**Task goal:** Your task is to copy the lines from the line containing "Objective: a point on each instance of the stone steps" through the end of the listing below, both included, without any pictures.

**Information supplied:**
=====
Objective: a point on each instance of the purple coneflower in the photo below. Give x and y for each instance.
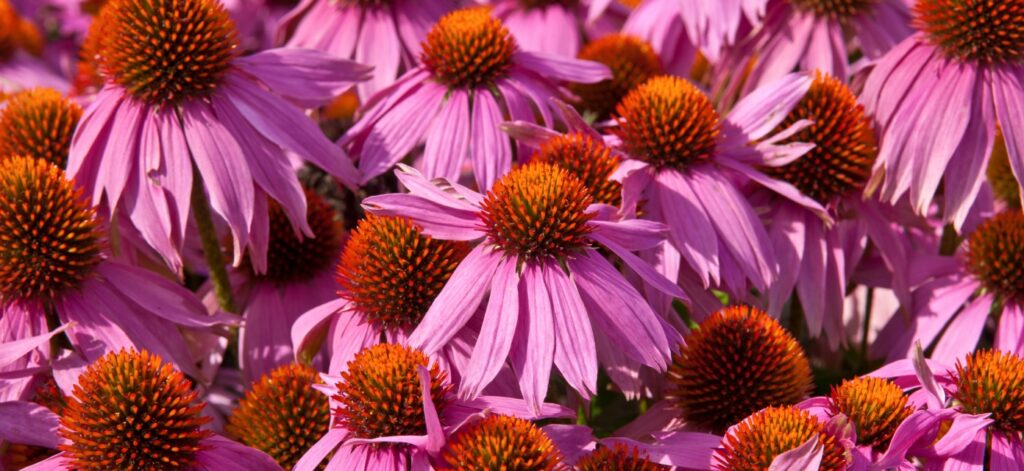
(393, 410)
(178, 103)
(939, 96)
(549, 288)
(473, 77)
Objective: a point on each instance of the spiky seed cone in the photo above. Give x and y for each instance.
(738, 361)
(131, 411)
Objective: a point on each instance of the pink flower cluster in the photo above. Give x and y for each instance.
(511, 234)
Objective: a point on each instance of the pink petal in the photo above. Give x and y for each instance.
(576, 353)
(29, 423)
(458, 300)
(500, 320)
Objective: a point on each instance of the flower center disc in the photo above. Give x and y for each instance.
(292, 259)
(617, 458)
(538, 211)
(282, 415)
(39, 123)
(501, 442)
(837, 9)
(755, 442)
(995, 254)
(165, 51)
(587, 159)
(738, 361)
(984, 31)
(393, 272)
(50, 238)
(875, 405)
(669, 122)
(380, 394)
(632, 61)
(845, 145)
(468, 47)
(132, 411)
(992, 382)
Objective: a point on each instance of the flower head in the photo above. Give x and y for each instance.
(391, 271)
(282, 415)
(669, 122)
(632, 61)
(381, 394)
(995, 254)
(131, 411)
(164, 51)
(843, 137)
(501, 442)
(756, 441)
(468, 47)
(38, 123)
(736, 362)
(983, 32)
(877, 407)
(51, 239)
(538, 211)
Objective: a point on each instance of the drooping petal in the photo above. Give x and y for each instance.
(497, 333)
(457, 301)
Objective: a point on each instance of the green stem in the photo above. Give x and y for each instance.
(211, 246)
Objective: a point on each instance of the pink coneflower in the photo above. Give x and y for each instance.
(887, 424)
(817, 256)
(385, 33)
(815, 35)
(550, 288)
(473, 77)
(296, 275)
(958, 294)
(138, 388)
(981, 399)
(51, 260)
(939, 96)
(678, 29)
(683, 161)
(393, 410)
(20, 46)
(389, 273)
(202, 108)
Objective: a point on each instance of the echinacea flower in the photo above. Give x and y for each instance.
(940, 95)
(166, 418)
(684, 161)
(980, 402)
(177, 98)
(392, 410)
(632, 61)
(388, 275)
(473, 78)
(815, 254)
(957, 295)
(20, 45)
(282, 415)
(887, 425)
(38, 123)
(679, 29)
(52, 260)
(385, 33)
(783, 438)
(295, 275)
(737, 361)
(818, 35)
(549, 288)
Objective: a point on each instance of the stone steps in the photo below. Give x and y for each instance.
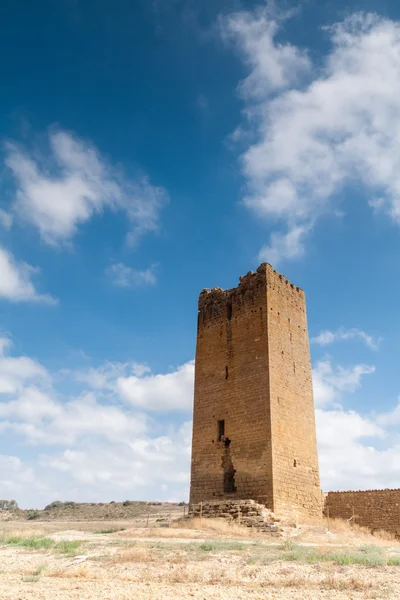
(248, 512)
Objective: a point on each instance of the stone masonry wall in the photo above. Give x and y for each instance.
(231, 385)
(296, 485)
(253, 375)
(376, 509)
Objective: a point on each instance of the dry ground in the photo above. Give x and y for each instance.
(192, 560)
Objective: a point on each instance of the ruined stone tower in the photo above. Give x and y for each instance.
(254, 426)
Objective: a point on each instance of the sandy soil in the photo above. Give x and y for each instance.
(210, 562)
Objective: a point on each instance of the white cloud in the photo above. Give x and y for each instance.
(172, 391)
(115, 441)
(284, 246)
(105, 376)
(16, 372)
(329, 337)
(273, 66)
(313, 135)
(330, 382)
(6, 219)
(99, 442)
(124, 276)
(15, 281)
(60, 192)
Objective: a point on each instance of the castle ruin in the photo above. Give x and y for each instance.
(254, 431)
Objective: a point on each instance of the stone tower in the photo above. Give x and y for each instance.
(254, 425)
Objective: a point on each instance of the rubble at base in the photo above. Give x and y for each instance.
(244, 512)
=====
**Answer below:**
Objective: a point on each instance of the stone steps in the photo below. Give x and y for each instance.
(248, 512)
Objective: a point on each instance of the stone masonry wall in the photo above. Give x and y for each instance.
(231, 385)
(296, 485)
(253, 375)
(376, 509)
Objective: a point on each instance of the dry ground in the photo above. Give x and y for each instance.
(192, 560)
Objective: a point on each instance of the ruined stone tower in the photo above. Give x and y for each instance.
(254, 426)
Objective: a point on each instance of the sandy soil in the photo above. Give x and y for each instance.
(210, 562)
Objective: a point on each instance of the white cloud in the photo above. Give x and y for each instance.
(172, 391)
(115, 441)
(284, 246)
(105, 376)
(16, 372)
(329, 337)
(273, 66)
(313, 135)
(330, 382)
(6, 219)
(99, 442)
(124, 276)
(15, 281)
(60, 192)
Objective: a point on each instance of the castle ruin in the photo above. Give x and y for each instance.
(254, 431)
Objective: a point on each instance of the stone tower in the photo above. Give x and y for each instance.
(254, 425)
Objective: a point on each instance of the rubble at base in the photo above. Give x and y for each instance.
(244, 512)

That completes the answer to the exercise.